> [TASK STATEMENT]: Please render this sentence from the text on violence against women in Timor-Leste into Spanish: "One single study can never tell us all we need to know about this complex issue."

> [READING TEXT]:
━━━━━━━━━━
Emma Fulu Freelance – A recent study conducted by The Asia Foundation found that 3 in 5 ever-partnered women aged 15 to 49 in Timor-Leste had experienced physical or sexual violence by a husband or boyfriend in their lifetime.
This might sound shocking. But, in fact, violence against women exists in all corners of the globe. What makes this study ground-breaking is not just the high rates of violence that it reveals, but that it helps us to understand some of the underlying drivers of the problem. This will inform better solutions.
Since 2015 my colleagues and I from The Equality Institute have been supporting The Asia Foundation to conduct this study which provides the first national prevalence data on violence against women in Timor-Leste. One single study can never tell us all we need to know about this complex issue. However, the results help us to understand the important connections between different types of violence in society, and the roles that gender inequality, the normalisation of violence, and histories of conflict and trauma play in this South-East Asian nation.
I spoke with Susan Marx, Country Representative of The Asia Foundation in Timor-Leste to learn more about the challenges in conducting the research, the main findings and how those findings will be used.
Why did The Asia Foundation decide to conduct this research?
To us, this research was crucial as part of our larger program aimed at ending violence against women and children in Timor-Leste (Nabilan). The Nabilan Health and Life Experiences Baseline Study is very important, as it offers new insights into this issue and into the immense implications of violence on women's health and wellbeing, as well as that of their children, their families, and their communities. We will use this study to influence our own work, but also as tool to advocate with civil society and the government to support work to end violence against women and children.
What challenges did you face conducting the research?
Conducting research of this nature in any environment is not easy, but all the more so in a nation that has suffered tremendous levels of trauma and conflict. For the most part, Timor-Leste has successfully overcome the conflicts of its past, but it still has many serious challenges, such as bad roads and limited access to clean water, low levels of literacy, and poor health and nutrition for most of the population. However, one of the biggest challenges we encountered during this research was the unequal balance of power between men and women in a very patriarchal, Catholic society. Through very careful training with the interviewers, we reinforced ethical and safe research practices. This sometimes meant challenging strong beliefs and social norms about domestic violence and the role and place of women in Timor-Leste society.
How did you get men to talk to you about their use of violence against women?
Throughout this research, it was key to establish trust with the men and women who we were interviewing. We used tablet computers for the surveys, and for the men, the most sensitive questions about violence perpetration were asked in a totally anonymous way. This helped men feel comfortable expressing views and sharing information that they would likely not share in a face-to-face interview. We also found that most male survey participants actually appreciated the opportunity to share their experiences, which included their own experiences of violence – for example, two in three men said they had experienced some form of violence or trauma during the conflict years and many still had symptoms of post-traumatic stress disorder.
What are the key findings?
━━━━━━━━━━
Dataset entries
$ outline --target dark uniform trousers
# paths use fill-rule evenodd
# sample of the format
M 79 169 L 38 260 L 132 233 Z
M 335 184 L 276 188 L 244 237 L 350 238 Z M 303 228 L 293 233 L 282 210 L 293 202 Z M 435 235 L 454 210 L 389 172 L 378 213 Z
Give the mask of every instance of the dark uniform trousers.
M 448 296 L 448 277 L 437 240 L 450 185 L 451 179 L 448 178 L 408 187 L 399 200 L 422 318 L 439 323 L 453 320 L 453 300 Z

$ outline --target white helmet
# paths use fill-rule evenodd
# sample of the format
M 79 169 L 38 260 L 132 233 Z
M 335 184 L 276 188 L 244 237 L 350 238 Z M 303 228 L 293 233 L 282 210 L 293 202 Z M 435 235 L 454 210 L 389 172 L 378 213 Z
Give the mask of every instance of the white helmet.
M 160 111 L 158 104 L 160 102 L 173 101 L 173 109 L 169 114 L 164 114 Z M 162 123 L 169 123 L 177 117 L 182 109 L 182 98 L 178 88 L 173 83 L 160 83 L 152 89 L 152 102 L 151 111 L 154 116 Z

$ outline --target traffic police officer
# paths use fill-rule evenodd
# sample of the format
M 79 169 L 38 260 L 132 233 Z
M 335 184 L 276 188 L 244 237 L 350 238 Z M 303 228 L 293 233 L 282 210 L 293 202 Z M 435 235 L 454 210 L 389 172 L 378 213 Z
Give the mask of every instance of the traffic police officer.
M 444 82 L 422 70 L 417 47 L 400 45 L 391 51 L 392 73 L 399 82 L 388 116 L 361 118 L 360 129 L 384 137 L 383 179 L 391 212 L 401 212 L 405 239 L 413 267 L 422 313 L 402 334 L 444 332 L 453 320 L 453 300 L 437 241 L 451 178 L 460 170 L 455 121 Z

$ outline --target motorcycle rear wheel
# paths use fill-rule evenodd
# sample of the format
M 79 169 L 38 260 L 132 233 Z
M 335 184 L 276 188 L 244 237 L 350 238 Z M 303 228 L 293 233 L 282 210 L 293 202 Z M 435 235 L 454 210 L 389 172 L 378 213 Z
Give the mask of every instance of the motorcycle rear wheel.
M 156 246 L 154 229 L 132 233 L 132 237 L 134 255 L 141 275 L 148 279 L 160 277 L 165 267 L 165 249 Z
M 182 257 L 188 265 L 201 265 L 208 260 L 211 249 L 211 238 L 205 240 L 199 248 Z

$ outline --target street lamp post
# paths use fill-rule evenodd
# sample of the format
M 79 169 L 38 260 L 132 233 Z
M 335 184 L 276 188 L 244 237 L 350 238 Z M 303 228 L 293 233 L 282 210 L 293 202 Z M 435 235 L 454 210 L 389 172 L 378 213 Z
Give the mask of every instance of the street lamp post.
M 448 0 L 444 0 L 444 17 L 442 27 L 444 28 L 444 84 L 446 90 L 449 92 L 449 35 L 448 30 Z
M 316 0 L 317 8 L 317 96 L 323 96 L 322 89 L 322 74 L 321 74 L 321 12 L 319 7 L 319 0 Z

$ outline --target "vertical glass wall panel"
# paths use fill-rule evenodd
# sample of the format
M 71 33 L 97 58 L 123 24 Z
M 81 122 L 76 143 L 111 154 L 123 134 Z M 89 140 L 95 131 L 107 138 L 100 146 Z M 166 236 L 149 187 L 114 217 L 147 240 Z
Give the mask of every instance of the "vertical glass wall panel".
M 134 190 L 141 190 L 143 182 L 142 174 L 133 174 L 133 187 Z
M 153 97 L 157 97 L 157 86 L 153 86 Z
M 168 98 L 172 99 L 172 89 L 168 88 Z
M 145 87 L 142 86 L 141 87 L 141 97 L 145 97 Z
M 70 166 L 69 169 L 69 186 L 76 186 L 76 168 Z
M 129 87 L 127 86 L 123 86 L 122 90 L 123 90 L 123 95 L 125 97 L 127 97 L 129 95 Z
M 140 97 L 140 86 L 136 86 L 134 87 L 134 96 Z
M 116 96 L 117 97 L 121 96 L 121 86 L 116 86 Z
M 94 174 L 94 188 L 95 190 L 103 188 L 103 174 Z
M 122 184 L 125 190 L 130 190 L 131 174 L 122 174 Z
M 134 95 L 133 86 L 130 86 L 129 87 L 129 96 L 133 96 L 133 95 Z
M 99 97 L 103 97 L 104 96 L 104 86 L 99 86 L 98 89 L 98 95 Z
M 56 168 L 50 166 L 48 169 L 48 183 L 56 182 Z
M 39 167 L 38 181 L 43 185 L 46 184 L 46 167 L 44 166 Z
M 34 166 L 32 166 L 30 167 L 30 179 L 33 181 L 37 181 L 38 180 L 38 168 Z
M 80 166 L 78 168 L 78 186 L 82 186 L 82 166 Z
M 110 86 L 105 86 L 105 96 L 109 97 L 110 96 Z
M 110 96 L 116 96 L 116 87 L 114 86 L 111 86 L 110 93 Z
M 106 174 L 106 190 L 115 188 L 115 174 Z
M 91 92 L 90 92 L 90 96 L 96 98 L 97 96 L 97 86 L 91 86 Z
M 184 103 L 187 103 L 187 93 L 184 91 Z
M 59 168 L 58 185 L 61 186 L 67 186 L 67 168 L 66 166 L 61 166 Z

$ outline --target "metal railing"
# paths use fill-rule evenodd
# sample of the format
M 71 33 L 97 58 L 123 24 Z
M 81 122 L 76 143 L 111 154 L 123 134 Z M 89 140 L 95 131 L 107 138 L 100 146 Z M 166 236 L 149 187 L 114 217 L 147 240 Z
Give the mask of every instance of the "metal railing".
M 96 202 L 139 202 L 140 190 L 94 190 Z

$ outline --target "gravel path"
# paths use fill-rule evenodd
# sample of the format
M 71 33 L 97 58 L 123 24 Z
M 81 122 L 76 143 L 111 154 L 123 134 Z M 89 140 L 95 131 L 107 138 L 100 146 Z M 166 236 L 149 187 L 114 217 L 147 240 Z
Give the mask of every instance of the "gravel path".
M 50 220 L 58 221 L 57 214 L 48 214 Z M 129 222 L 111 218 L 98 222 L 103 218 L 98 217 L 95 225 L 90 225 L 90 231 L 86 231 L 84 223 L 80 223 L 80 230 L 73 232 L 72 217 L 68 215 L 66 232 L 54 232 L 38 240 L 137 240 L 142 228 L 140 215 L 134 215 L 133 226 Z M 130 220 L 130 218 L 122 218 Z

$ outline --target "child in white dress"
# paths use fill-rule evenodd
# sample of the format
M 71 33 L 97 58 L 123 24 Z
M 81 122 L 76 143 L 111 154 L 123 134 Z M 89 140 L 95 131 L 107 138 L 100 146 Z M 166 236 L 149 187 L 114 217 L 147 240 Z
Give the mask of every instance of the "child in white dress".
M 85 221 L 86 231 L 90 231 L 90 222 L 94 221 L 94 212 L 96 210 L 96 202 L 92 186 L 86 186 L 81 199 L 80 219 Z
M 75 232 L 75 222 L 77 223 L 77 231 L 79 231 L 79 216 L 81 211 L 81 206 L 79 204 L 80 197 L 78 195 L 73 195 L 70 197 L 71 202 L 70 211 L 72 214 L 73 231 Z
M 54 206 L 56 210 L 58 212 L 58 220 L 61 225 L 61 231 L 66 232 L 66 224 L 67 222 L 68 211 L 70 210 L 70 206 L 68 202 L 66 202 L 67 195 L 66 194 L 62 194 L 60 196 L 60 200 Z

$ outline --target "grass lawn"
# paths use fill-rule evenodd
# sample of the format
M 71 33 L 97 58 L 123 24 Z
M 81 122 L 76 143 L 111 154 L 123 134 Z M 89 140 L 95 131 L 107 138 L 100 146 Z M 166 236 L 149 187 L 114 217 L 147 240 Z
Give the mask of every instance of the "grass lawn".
━━━━━━━━━━
> [EXERCISE OUTPUT]: Un solo estudio nunca puede decirnos todo lo que necesitamos saber sobre este complejo problema.